SET EXERCISE:
Extend the article about the California governor's race after Kamala Harris declined to run, starting right after its final sentence.

PAGE EXCERPT:
·····
The race to succeed Gov. Gavin Newsom of California when his second and final term ends in 2027 has officially been underway for years. One Democrat announced her campaign in April 2023, and the first debate was held in San Francisco in September 2024.
But really, the starting gun went off at noon sharp on Wednesday. That’s when Kamala Harris announced she would not run.
Almost immediately, the political landscape in the nation’s most populous state was upended.
Democrats in down-ballot races exhaled, knowing that dropouts from the governor’s race would not pose a sudden challenge for them. California political contributors took a fresh look at the prospects. Fund-raising emails tried to capitalize on the media attention. The will-she-or-won’t-she limbo that many of the Democratic candidates found themselves stuck in was over.
“I got, like, eight texts in the last two minutes,” said one candidate, Antonio Villaraigosa, a former mayor of Los Angeles, moments after the announcement. “This helps everyone, because now we know who’s in the field and who’s not.”
Still, for all the jostling, the contest seems to have pivoted from one middle ground to another.
Had Ms. Harris decided to run for governor, she would have catapulted the race onto the national stage, drawing supporters, detractors and megadonors to a contest that has so far been off the radar. Now that she’s out, a lengthy list of lesser-known political figures will duke it out, some of them unfamiliar even within California. With a crowded field of at least 10 candidates vying to be the next governor, the undercard is suddenly the main event.
“We could end up with more of a snoozer of a race than we’ve been accustomed to in recent elections,” said Brian Brokaw, a Democratic strategist who advised Mr. Newsom on his 2018 campaign for governor and Ms. Harris on her 2016 campaign for the U.S. Senate. He added, “Nobody comes into the race with a big advantage at this point.”
The contenders, naturally, see things far differently.
·····
[Items from a data source]
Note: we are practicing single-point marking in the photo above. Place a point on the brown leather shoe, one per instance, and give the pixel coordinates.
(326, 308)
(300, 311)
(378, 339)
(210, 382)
·····
ANSWER:
Some of the Democratic candidates were careful in their remarks to be respectful of Ms. Harris while also casting her decision as a good thing for their campaigns. Some had debated stepping out of the race if she decided to run, while others had made it a point to say publicly that they would run whether she was in or out.
Katie Porter, a former congresswoman from Orange County, sent out a fund-raising email on Wednesday, a little over an hour after Ms. Harris’ announcement. The Harris decision meant “we’re the clear frontrunner in this race,” the email read, “but I need your help to win.”
In an interview, Ms. Porter said Ms. Harris’s absence will help candidates keep the campaign focused on the future, rather than on the former vice president’s defeat in the 2024 presidential race.
“It helps people focus on what comes next,” Ms. Porter said. “It raises the momentum on the fact that this race is coming.”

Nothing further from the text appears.